### Natural language region descriptions
* * * * * * * * *

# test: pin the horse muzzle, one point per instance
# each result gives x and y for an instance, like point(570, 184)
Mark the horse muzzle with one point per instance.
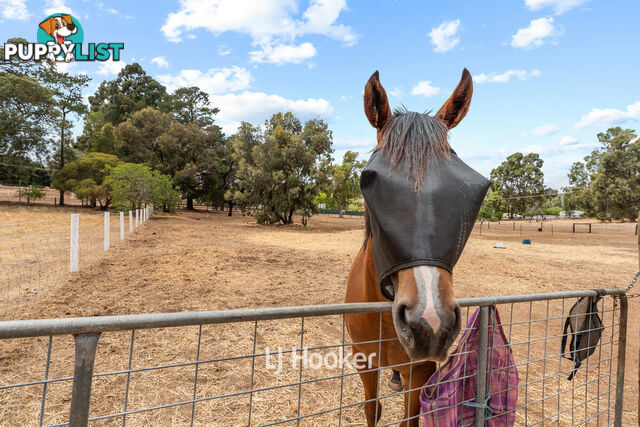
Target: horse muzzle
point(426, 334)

* * * * * * * * *

### What you will do
Above are the entries; copy every line among them that contains the word "instance".

### Response area
# test: pin the horse muzzle, one point per instance
# each result gives x and y for an instance, like point(570, 184)
Mark the horse muzzle with one point per instance.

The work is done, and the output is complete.